Supplied data:
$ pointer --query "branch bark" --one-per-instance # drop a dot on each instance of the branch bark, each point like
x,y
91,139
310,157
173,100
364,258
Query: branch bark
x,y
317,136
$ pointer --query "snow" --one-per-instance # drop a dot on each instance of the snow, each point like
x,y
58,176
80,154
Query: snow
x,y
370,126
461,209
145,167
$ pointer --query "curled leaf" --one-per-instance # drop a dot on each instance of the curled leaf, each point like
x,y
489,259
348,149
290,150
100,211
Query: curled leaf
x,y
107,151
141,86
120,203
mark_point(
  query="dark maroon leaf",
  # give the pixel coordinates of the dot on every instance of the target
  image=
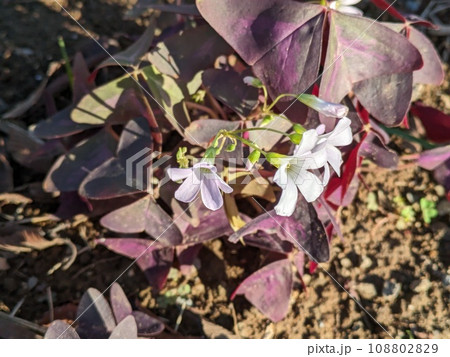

Work instruction: The lines from the one containing "# give the pixel" to the last line of the records, both included: print exactly those and nothing else, leaving out any pictures.

Answer to this exercise:
  # give the pixel coordinates of the dot on every instance of the target
  image=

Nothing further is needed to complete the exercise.